-- Start Dataset records --

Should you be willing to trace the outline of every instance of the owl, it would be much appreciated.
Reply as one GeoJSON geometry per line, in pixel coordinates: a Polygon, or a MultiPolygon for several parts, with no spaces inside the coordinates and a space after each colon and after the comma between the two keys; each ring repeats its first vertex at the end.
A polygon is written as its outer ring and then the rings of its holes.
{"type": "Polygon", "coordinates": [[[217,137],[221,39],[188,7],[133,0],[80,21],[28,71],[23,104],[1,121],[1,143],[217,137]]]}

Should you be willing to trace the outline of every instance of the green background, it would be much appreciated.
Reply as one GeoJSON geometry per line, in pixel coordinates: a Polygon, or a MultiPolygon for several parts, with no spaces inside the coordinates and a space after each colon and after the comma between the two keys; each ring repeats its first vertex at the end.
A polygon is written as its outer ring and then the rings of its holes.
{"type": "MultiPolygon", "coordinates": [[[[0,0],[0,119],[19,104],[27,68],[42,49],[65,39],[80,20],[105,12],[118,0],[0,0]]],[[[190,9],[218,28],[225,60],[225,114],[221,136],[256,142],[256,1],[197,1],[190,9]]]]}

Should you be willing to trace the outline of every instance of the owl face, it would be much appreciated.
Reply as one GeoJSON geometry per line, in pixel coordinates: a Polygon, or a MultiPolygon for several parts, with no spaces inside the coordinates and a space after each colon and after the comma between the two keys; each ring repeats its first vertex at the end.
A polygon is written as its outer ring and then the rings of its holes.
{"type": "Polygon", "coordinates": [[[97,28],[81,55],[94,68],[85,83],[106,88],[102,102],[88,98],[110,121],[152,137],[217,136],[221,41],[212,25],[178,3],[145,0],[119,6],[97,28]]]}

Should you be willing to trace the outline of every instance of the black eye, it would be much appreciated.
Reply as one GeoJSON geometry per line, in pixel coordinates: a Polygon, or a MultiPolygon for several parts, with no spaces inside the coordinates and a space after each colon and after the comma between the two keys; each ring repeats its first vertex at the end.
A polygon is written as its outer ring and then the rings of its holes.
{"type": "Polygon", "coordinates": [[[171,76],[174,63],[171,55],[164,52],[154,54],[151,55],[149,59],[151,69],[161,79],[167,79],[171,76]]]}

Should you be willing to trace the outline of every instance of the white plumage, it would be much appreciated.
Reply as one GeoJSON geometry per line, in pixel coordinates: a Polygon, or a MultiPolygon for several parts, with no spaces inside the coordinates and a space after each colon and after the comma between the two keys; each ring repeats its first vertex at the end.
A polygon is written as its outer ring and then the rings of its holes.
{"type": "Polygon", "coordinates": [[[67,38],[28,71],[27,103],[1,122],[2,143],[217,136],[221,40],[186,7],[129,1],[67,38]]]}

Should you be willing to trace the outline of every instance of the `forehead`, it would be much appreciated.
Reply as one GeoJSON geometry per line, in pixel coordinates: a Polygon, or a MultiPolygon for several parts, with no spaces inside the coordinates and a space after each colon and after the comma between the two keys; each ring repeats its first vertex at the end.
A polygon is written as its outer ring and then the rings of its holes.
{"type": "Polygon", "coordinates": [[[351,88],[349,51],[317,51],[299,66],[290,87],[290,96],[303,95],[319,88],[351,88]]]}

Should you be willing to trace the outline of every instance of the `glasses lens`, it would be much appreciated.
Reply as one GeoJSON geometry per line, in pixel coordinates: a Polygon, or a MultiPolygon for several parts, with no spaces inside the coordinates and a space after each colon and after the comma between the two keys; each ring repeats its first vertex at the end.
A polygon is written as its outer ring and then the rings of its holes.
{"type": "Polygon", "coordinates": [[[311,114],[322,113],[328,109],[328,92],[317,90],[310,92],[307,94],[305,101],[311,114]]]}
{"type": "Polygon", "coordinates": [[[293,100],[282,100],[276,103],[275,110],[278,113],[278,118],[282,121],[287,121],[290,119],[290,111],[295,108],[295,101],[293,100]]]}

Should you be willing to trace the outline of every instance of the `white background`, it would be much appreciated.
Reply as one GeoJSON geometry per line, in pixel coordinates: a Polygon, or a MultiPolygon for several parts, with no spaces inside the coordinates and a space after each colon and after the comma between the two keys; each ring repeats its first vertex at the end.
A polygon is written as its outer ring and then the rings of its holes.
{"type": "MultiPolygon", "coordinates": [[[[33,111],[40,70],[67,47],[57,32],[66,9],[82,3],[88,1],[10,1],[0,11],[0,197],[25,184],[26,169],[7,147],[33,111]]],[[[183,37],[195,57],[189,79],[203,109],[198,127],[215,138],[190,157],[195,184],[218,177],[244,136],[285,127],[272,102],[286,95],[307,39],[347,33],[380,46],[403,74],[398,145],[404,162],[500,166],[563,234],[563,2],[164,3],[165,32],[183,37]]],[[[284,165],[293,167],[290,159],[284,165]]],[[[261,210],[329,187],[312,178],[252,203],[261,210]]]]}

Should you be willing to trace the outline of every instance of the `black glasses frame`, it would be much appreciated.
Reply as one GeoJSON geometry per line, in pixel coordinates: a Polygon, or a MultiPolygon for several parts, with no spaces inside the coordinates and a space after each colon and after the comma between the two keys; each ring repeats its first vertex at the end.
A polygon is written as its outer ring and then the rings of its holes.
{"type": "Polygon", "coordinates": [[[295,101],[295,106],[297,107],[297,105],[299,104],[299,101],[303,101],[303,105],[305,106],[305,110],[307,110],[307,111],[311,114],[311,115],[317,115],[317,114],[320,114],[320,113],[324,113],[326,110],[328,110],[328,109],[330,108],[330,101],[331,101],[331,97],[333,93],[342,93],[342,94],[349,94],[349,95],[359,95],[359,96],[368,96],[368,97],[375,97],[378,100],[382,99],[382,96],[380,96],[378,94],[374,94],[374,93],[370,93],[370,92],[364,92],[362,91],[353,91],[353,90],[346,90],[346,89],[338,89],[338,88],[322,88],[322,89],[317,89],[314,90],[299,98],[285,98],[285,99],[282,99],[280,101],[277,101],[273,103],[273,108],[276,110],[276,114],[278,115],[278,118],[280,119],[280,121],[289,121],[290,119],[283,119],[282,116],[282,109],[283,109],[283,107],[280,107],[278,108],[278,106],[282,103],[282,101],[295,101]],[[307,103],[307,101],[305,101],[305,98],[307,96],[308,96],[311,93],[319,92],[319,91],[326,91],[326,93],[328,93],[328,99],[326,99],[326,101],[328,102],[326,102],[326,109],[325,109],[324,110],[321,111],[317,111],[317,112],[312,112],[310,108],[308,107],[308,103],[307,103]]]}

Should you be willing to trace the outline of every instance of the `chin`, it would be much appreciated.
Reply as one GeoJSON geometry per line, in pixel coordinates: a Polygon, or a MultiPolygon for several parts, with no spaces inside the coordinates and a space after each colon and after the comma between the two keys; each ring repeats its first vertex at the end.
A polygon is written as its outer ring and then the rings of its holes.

-- End Dataset records --

* **Work to be completed**:
Copy the data above exactly. Every line must be included.

* **Response to the exercise**:
Should you be willing to trace the outline of every instance of the owl, it would be much appreciated.
Reply as one GeoJSON geometry per line, in pixel coordinates: a Polygon, or a MultiPolygon for several parts, with no spaces inside the coordinates and a space after each colon and after the comma between the two keys; each ring repeats its first vertex at the end.
A polygon is written as its outer ring and then the rings of its holes.
{"type": "Polygon", "coordinates": [[[217,137],[221,39],[188,7],[133,0],[80,21],[28,71],[23,104],[1,121],[1,143],[217,137]]]}

Should you be willing to trace the outline of every instance of the green background, it would be much appreciated.
Reply as one GeoJSON geometry per line, in pixel coordinates: a Polygon, or a MultiPolygon for several parts, with no spaces inside the coordinates and a space after each colon and after the comma between the two keys; each ring repeats its first vertex at the end.
A polygon is written as its outer ring and then the rings of its holes.
{"type": "MultiPolygon", "coordinates": [[[[0,0],[0,119],[19,104],[27,68],[42,49],[65,39],[80,20],[105,12],[118,0],[0,0]]],[[[190,9],[218,28],[225,60],[225,114],[221,136],[256,142],[256,1],[197,1],[190,9]]]]}

Should you be willing to trace the outline of every instance of the owl face, it would be much appreciated.
Reply as one GeoJSON geometry per line, in pixel coordinates: a Polygon, or a MultiPolygon for several parts, with no spaces inside the coordinates and a space after each colon and after the comma between the two keys; each ring repeats its first vertex at the end.
A polygon is written as its outer ring and then the rings of its holes.
{"type": "Polygon", "coordinates": [[[97,28],[81,55],[94,68],[85,83],[106,88],[102,102],[88,98],[110,121],[152,137],[217,136],[221,41],[212,25],[178,3],[145,0],[119,6],[97,28]]]}

Should you be willing to trace the outline of every instance of the black eye, it would be much appreciated.
Reply as one GeoJSON geometry per line, in pixel coordinates: a Polygon, or a MultiPolygon for several parts, with no spaces inside the coordinates and a space after each colon and after the comma between the two keys; each ring repeats its first vertex at the end.
A polygon is written as its outer ring and then the rings of its holes.
{"type": "Polygon", "coordinates": [[[171,76],[174,63],[171,55],[164,52],[154,54],[151,55],[149,59],[151,69],[161,79],[167,79],[171,76]]]}

Should you be willing to trace the outline of every instance of the white plumage, it would be much appreciated.
Reply as one GeoJSON geometry per line, in pixel coordinates: a Polygon, or a MultiPolygon for several parts, with no spaces inside the coordinates and a space after each colon and after the comma between the two keys; each ring repeats its first vertex at the end.
A polygon is written as its outer ring and then the rings of its holes.
{"type": "Polygon", "coordinates": [[[67,38],[28,71],[27,103],[1,122],[2,143],[217,136],[221,40],[186,7],[129,1],[67,38]]]}

Should you be willing to trace the outline of every instance of the `forehead`, it would be much appreciated.
Reply as one GeoJSON geometry per line, in pixel coordinates: a Polygon, or a MultiPolygon for several parts, with no spaces inside the coordinates and a space after each colon and after the comma between the two keys; each ring repeats its first vertex at the end.
A polygon is written as its outer ring and then the rings of its holes.
{"type": "Polygon", "coordinates": [[[351,88],[349,51],[317,51],[299,66],[290,87],[290,96],[303,95],[319,88],[351,88]]]}

Should you be willing to trace the outline of every instance of the `glasses lens`, it would be much appreciated.
Reply as one GeoJSON geometry per line, in pixel coordinates: a Polygon, or a MultiPolygon for several parts, with no spaces inside the coordinates and a space after each colon and after the comma between the two keys; each ring repeats its first vertex at the end.
A polygon is written as its outer ring and then the rings of its holes.
{"type": "Polygon", "coordinates": [[[311,114],[322,113],[328,109],[328,92],[317,90],[310,92],[307,94],[305,101],[311,114]]]}
{"type": "Polygon", "coordinates": [[[293,100],[282,100],[276,103],[275,110],[278,113],[278,118],[282,121],[287,121],[290,119],[290,111],[295,108],[295,101],[293,100]]]}

Should you be willing to trace the outline of every instance of the `white background`, it would be much appreciated.
Reply as one GeoJSON geometry per line, in pixel coordinates: a Polygon, or a MultiPolygon for several parts, with no spaces inside the coordinates and a space after each colon and after the comma between the two keys; each ring repeats its first vertex at the end.
A polygon is written as its outer ring and then the rings of its holes.
{"type": "MultiPolygon", "coordinates": [[[[33,111],[40,70],[67,47],[57,32],[66,9],[82,3],[88,1],[10,1],[0,11],[0,197],[25,184],[26,169],[7,147],[33,111]]],[[[183,37],[195,57],[189,79],[203,109],[198,127],[215,138],[190,157],[195,184],[218,177],[244,136],[285,127],[272,102],[286,95],[307,39],[347,33],[380,46],[403,74],[398,145],[404,162],[500,166],[563,234],[563,2],[164,3],[165,32],[183,37]]],[[[284,165],[293,167],[290,159],[284,165]]],[[[261,210],[329,187],[312,178],[252,203],[261,210]]]]}

Should you be willing to trace the outline of every instance of the `black glasses frame`, it would be much appreciated.
Reply as one GeoJSON geometry per line, in pixel coordinates: a Polygon, or a MultiPolygon for several parts, with no spaces inside the coordinates and a space after each colon and after the comma between the two keys; each ring repeats its first vertex at the end.
A polygon is written as its outer ring and then the rings of its holes.
{"type": "Polygon", "coordinates": [[[295,101],[295,106],[297,107],[297,105],[299,104],[299,101],[303,101],[303,105],[305,106],[305,110],[307,110],[307,111],[311,114],[311,115],[317,115],[317,114],[320,114],[320,113],[324,113],[326,110],[328,110],[328,109],[330,108],[330,101],[331,101],[331,97],[333,93],[342,93],[342,94],[349,94],[349,95],[359,95],[359,96],[368,96],[368,97],[375,97],[378,100],[382,99],[382,96],[380,96],[378,94],[374,94],[374,93],[370,93],[370,92],[364,92],[362,91],[353,91],[353,90],[346,90],[346,89],[338,89],[338,88],[322,88],[322,89],[317,89],[314,90],[299,98],[285,98],[285,99],[282,99],[280,101],[277,101],[273,103],[273,108],[276,110],[276,114],[278,115],[278,118],[280,119],[280,121],[289,121],[290,119],[283,119],[282,116],[282,109],[283,109],[283,107],[280,107],[278,108],[278,106],[282,103],[282,101],[295,101]],[[307,103],[307,101],[305,101],[305,98],[307,96],[308,96],[311,93],[319,92],[319,91],[326,91],[326,93],[328,93],[328,99],[326,99],[326,101],[328,102],[326,102],[326,109],[325,109],[324,110],[321,111],[317,111],[317,112],[312,112],[310,108],[308,107],[308,103],[307,103]]]}

Should you be willing to trace the outline of every instance of the `chin`, it would be much appreciated.
Reply as one GeoJSON geometry per line, in pixel coordinates: a Polygon, or a MultiPolygon for several parts, with no spaces inside the coordinates and a space after each colon and after the comma between the two keys; each ring repeats its first vertex at the end.
A polygon is written as its outer ring and then the rings of its holes.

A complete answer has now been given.